**What is expected:** From the entries, copy each line that includes "side".

◇ ◇ ◇

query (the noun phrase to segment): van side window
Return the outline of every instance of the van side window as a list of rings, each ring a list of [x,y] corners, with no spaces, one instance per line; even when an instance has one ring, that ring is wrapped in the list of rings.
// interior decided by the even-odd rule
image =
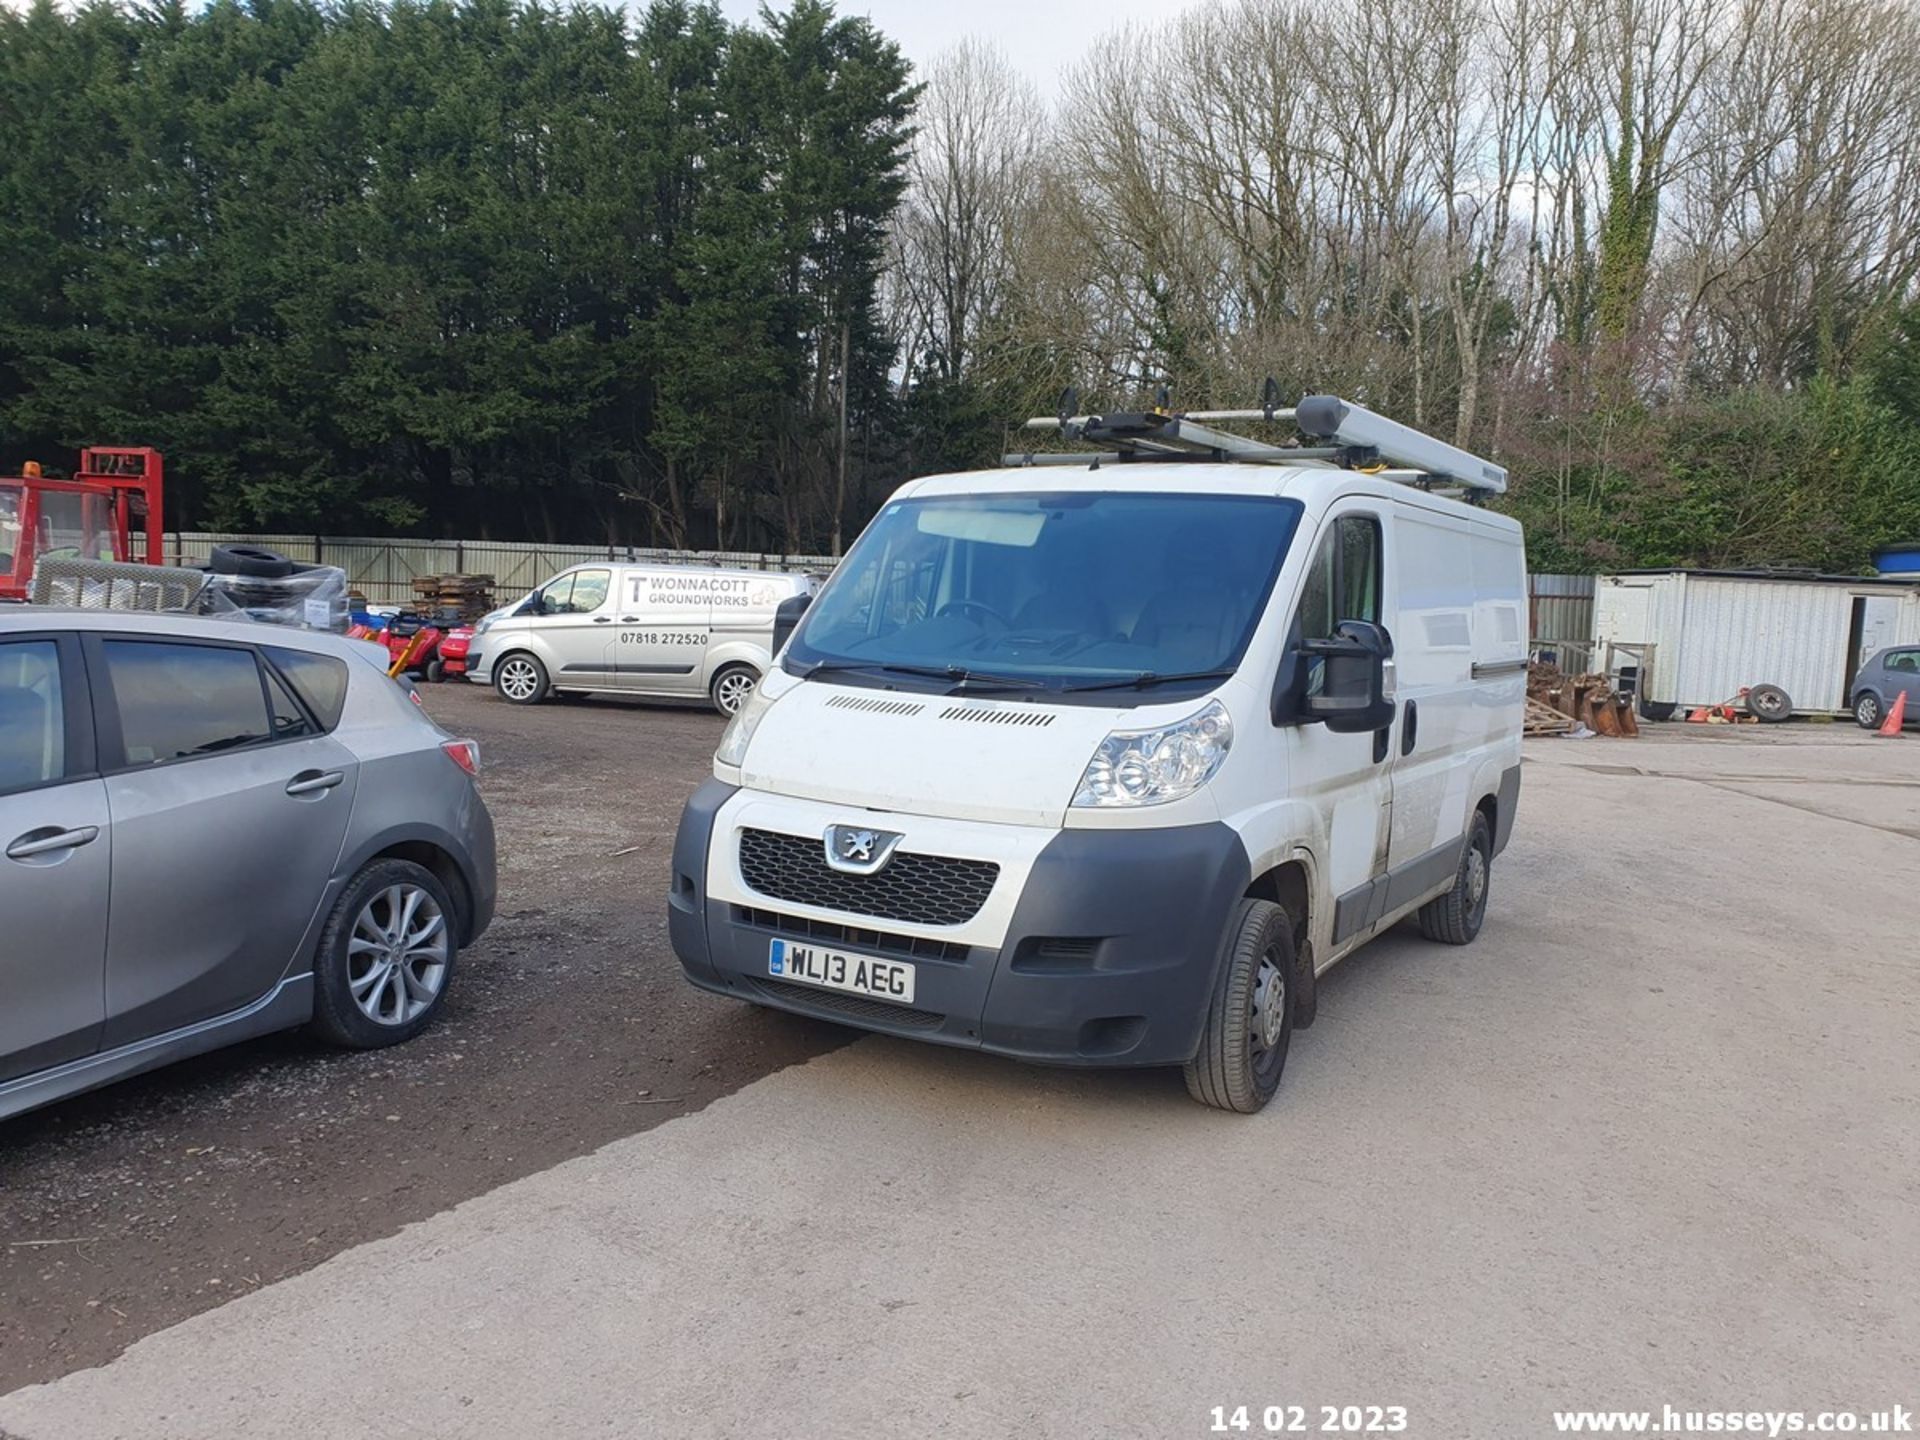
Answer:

◇ ◇ ◇

**Solution to this task:**
query (the noun phrase to segment): van side window
Return the outline of every instance of the van side window as a list of rings, each ring a list of [x,y] corners, with no spaces, one instance per line; even when an instance has one ring, that ring is wrapped in the list of rings.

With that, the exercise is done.